TEXT BLOCK -
++++++++++++++++++++

Welcome transparency

The comments welcomed the spirit of transparency communicated by the OTP’s invitation, and applauded the fact that the Draft Policy provides a strong articulation of how the OTP can enhance protection for cultural heritage and hold those who are criminally responsible for crimes affecting cultural heritage accountable. The comments identified two areas of concern. First, they argued that a more pluralistic policy would be desirable. Second, they suggested that the principle of legality should inform the OTP’s approach in its assessments of applicable legal standards.


A
more pluralistic policy would be desirable

With respect to the development of a pluralistic policy, the comments recalled that the attempt to deny historical roots and cultural diversity can fuel and exacerbate conflict and hamper post-conflict national reconciliation. The comments therefore suggested that, as the OTP is the prosecuting organ of an international criminal court, it should adopt an approach which avoids simple adoption or cherry picking of a party’s narrative concerning cultural heritage.  This approach would be consistent with the OTP’s function (as an independent, prosecuting, organ of an international court prosecuting international crimes and looking to safeguard cultural heritage), and would safeguard it fromexercising jurisdiction in such a way that may ultimately harm cultural heritage, or otherwise further conflict.

 

Clarity on methodology

The comments noted the absence of a methodology with respect to consideration of issues highlighted in the Draft Policy, and in particular the OTP’s own assessments of the concern of the international community.” Greater transparency and clarity as to the criteria which are applied when such assessments are made would be desirable. This would help facilitate the growth of mutual trust between the OTP and its stakeholders. In its consultations, engagement, and collaboration with stakeholders, the OTP should seek out a diverse and pluralistic mix of scholars, NGOs, media, and other stakeholders. Without a clear methodology for their engagement, the OTP will inevitably be exposed to the risk of politicisation, even if this risk is inadvertent.

The comments therefore recommended that the OTP should produce a set of transparent guidelines for the selection of individuals and organisations from whom it receives information relating to cultural heritage in affected situations and cases to ensure that cultural sensitivities are honoured. The OTP should publicly disclose the experts, consultants, stakeholders, and NGOs that it consults during the investigatory phase(s). When relying on material originating from UNESCO or other political bodies, for example, it bears recalling the OTP’s distinct function as an independent prosecuting organ of an international criminal court, exercising judicial functions. The comments recommended that the OTP therefore develop guidelines for selecting and engaging with stakeholders to ensure cultural sensitivity; and that it take the political context into account when assessing material or instruments issued by UNESCO, UN organs, UN bodies, or other specialized agencies.

++++++++++++++++++++

DATA SUPPLIED -
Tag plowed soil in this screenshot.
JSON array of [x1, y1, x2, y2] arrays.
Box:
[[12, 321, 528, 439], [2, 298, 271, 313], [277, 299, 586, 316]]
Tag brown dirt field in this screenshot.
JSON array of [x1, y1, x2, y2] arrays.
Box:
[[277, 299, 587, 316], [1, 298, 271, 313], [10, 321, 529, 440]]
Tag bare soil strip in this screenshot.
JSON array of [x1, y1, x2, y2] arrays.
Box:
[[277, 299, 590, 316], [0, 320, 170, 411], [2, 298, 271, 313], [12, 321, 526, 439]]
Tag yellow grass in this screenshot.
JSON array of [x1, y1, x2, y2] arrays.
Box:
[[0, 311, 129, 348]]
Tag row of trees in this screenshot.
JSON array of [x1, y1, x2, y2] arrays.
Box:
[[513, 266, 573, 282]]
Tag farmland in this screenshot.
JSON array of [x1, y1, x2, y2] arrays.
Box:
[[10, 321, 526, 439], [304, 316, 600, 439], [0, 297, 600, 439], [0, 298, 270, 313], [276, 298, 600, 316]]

++++++++++++++++++++

THINGS TO DO -
a: Answer these questions about the passage on the OTP's Draft Policy, one answer per line, marked the same way:
(i) What two areas of concern did the comments identify?
(ii) What can the attempt to deny historical roots and cultural diversity do?
(iii) What would greater transparency and clarity about the criteria applied in the OTP's assessments help facilitate?
b: Rewrite the passage on the OTP's Draft Policy from "Clarity on methodology" up to and including "risk is inadvertent.", replacing "methodology" with "framework" throughout.

SOLUTIONS FOR EACH TASK -
a:
(i) A more pluralistic policy would be desirable, and the principle of legality should inform the OTP's approach in its assessments of applicable legal standards.
(ii) It can fuel and exacerbate conflict and hamper post-conflict national reconciliation.
(iii) The growth of mutual trust between the OTP and its stakeholders.

b:
Clarity on framework

The comments noted the absence of a framework with respect to consideration of issues highlighted in the Draft Policy, and in particular the OTP’s own assessments of the concern of the international community.” Greater transparency and clarity as to the criteria which are applied when such assessments are made would be desirable. This would help facilitate the growth of mutual trust between the OTP and its stakeholders. In its consultations, engagement, and collaboration with stakeholders, the OTP should seek out a diverse and pluralistic mix of scholars, NGOs, media, and other stakeholders. Without a clear framework for their engagement, the OTP will inevitably be exposed to the risk of politicisation, even if this risk is inadvertent.